Görevler:
1) Karar metnine göre davacı vekili, itirazın iptalini hangi gelişmeler üzerine talep etmiştir? Bir ile üç cümle arasında açıklayın.
2) Karar metninde belirtilen icra takibi hangi tutar üzerinden yapılmıştır?
3) Karar metnini, davacının talebini özetleyen paragraftan sonra gelecek kısımla devam ettirin.

── Seçilmiş Bölüm ──

BAM Hukuk Mahkemeleri İstanbul 20. Asliye Ticaret Mahkemesi 2019/749 Esas 2020/729 Karar Sayılı İlamı

Abaküs Yazılım
İstanbul 20. Asliye Ticaret Mahkemesi
Esas No: 2019/749
Karar No: 2020/729
Karar Tarihi: 30.12.2020

BAM Hukuk Mahkemeleri İstanbul 20. Asliye Ticaret Mahkemesi 2019/749 Esas 2020/729 Karar Sayılı İlamı

T.C.
İSTANBUL
20. ASLİYE TİCARET MAHKEMESİ

ESAS NO : 2019/749 Esas
KARAR NO : 2020/729
DAVA : İtirazın İptali (Ticari Nitelikteki Hizmet Sözleşmesinden Kaynaklanan)
DAVA TARİHİ : 07/10/2019
KARAR TARİHİ : 30/12/2020

Mahkememizde görülmekte olan İtirazın İptali (Ticari Nitelikteki Hizmet Sözleşmesinden Kaynaklanan) davasının yapılan açık yargılaması sonunda,
GEREĞİ DÜŞÜNÜLDÜ:
TALEP: Davacı vekili tarafından sunulan 07/10/2021 tarihli dava dilekçesinde özetle; Borçlu - Davalı ... Sanayi Ticaret Ltd. Şti. hakkında .... İcra Müdürlüğü'nün 2019/....E numaralı dosyası ile ilamsız takiplerde ödeme emri ile 73.356,48-TL'lik icra takibi yapıldığını, tebligatın davalıya 19.07.2019 tarihinde tebliğ edildiğini, davalı vekilinin 22.07.2019 havale tarihli dilekçesi ile borca itiraz ettiğini, davalıya yapılan takiple birlikte ... seri numaralı irsaliyeli fatura ve borç miktarını gösteren 3 sayfadan ibaret ekstre de tebliğ edildiğini, ancak davalının iyi niyet dışı yapılan takipteki borca itiraz ettiğini, itirazın iptaline, takibin devamına yargılama giderleri ile vekalet ücretinin davalıdan tahsiline karar verilmesini talep ve dava etmiştir.

───
── Alıntılanan Veriler ──

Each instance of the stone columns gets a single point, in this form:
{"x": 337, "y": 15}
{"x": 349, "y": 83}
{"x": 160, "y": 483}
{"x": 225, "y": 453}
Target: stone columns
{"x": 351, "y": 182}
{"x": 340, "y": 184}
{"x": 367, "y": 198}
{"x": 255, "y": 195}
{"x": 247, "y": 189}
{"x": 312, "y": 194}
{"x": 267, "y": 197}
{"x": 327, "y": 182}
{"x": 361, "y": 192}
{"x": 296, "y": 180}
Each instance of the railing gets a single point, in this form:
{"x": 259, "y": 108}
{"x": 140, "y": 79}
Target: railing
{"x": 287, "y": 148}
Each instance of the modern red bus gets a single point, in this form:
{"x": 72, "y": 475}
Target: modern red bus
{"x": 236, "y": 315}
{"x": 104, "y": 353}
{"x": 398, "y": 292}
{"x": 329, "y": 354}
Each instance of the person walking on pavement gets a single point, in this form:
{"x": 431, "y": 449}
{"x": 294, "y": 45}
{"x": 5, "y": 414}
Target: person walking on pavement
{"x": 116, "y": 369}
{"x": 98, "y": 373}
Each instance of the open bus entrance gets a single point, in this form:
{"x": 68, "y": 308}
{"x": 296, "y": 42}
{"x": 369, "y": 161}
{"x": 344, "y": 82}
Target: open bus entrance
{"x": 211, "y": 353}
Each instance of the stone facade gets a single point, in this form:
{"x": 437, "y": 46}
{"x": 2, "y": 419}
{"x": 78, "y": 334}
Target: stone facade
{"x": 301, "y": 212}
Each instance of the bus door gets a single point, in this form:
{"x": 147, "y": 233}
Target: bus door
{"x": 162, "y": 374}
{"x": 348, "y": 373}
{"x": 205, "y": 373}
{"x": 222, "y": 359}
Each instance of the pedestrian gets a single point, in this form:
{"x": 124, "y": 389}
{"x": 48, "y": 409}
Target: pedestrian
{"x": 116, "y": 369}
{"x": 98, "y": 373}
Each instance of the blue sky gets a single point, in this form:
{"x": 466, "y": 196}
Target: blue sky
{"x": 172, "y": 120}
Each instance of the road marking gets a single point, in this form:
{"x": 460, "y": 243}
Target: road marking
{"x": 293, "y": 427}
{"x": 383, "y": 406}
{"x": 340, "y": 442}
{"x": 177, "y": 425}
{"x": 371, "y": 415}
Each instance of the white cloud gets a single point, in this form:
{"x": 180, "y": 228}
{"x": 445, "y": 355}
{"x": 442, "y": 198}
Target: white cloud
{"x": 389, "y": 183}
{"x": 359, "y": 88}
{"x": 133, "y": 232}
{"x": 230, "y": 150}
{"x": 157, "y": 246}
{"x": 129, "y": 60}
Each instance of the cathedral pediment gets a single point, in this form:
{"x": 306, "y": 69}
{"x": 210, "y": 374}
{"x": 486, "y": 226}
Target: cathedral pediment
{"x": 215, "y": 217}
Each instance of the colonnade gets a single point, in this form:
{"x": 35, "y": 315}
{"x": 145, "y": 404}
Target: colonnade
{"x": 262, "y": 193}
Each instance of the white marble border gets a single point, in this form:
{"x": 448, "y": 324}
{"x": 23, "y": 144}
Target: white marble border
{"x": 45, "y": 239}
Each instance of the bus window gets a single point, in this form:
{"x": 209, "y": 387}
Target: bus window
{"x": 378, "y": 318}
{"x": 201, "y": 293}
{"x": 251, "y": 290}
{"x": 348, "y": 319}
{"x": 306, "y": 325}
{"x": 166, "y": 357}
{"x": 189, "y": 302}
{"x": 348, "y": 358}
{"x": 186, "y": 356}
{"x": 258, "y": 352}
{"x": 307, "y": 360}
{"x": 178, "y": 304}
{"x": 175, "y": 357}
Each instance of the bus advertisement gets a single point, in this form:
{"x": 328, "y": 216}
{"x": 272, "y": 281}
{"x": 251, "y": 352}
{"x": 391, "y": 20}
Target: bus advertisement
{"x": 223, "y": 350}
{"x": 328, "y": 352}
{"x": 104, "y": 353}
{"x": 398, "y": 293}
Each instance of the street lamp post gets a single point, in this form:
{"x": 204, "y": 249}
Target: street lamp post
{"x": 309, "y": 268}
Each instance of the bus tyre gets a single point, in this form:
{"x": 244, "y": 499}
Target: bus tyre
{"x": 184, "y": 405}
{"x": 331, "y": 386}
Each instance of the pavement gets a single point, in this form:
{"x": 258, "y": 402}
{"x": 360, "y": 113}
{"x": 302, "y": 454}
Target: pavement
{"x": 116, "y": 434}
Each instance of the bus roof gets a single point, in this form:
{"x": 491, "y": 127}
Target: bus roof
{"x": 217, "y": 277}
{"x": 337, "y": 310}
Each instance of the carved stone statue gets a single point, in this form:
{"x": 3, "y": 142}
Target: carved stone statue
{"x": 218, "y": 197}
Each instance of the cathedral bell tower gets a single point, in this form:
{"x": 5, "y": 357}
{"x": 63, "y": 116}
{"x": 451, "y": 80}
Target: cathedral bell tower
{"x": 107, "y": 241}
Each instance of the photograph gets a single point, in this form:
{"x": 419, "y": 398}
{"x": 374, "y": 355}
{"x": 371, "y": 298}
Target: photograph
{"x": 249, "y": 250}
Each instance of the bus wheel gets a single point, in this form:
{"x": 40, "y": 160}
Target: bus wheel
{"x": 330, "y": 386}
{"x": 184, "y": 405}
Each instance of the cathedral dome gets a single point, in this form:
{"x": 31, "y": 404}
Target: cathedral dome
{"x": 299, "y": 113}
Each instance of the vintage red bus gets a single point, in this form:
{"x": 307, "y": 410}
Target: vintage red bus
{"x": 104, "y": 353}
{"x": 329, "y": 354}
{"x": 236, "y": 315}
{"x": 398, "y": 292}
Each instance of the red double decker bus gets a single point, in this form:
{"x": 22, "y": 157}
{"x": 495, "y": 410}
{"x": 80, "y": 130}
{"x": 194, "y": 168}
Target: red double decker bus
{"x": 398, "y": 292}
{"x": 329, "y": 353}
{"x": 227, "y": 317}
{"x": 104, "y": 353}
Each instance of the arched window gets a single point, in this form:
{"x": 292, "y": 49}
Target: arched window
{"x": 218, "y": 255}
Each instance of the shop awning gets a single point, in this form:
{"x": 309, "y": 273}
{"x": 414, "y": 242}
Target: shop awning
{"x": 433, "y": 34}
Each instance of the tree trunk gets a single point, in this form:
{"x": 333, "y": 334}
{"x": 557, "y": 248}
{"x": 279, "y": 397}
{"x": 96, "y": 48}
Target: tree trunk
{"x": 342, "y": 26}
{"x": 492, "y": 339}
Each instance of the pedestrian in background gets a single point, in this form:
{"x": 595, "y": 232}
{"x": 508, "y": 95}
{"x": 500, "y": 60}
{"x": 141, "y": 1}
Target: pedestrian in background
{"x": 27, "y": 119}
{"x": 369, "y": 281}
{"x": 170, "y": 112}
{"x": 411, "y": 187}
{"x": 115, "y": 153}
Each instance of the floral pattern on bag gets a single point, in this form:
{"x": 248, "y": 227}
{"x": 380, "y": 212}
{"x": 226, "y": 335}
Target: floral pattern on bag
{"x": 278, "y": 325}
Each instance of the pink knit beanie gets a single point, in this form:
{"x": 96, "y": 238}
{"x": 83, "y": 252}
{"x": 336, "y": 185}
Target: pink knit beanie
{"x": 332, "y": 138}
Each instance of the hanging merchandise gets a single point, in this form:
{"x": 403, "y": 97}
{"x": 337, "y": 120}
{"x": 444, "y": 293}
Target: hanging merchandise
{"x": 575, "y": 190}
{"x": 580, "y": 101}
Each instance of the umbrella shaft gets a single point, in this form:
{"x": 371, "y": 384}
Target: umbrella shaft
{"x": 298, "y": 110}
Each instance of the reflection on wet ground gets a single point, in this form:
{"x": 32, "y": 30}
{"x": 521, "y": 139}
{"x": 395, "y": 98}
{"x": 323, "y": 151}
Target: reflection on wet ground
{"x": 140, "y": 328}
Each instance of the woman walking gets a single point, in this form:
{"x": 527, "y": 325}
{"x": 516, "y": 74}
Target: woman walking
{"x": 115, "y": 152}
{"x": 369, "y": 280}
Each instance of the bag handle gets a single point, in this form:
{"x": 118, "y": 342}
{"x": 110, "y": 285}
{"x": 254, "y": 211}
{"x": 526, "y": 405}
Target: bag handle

───

Görevlere Göre Yanıtlar:
1) Davalıya 73.356,48 TL'lik icra takibine ilişkin ödeme emri 19.07.2019 tarihinde tebliğ edilmiştir. Takiple birlikte irsaliyeli fatura ve borç miktarını gösteren üç sayfalık ekstre de tebliğ edilmiştir. Davalı vekili ise 22.07.2019 havale tarihli dilekçeyle borca itiraz etmiş, bunun üzerine davacı vekili itirazın iptalini, takibin devamını ve yargılama giderleriyle vekalet ücretinin davalıdan tahsilini istemiştir.

2) İcra takibi 73.356,48 TL üzerinden yapılmıştır.

3)
CEVAP : Davalı vekili tarafından sunulan 13/11/2019 tarihli cevap dilekçesinde özetle; davanın haksız ve mesnetsiz olduğunu, dava konusu fatura konusu mallar müvekkile teslim edilmediğini, davacı yan alacaklı olduğunu iddia ettiği fatura konusu malları müvekkile teslim ettiğini ispat etmesi gerektiğini, davacıya yapılan bir kısım ödemeler de davacı carisine işlenmediğini, ilgili banka ödeme dekontlarının dosyaya sunulduğunu beyanla davanın reddine yargılama masrafları ve ücreti vekaletin davacı tarafa yükletilmesine karar verilmesini talep etmiştir.
DELİLLER : .... İcra Müdürlüğünün 2019/... Esas sayılı icra dosyası, fatura, ödeme dekontları, ticari defter ve kayıtlar, bilirkişi raporu ve tüm dosya kapsamı.
... İcra Müdürlüğünün 2019/... Esas Sayılı icra dosyasının incelenmesinde; Alacaklı davacı tarafından borçlu davalı aleyhine faturaya dayalı alacağa ilişkin adi takip yolu ile icra takibi başlatıldığı, davalı tarafından süresinde itiraz edilmesi üzerine icra takibinin durdurulmasına karar verildiği ve itirazın iptali davasının süresinde açıldığı anlaşılmıştır.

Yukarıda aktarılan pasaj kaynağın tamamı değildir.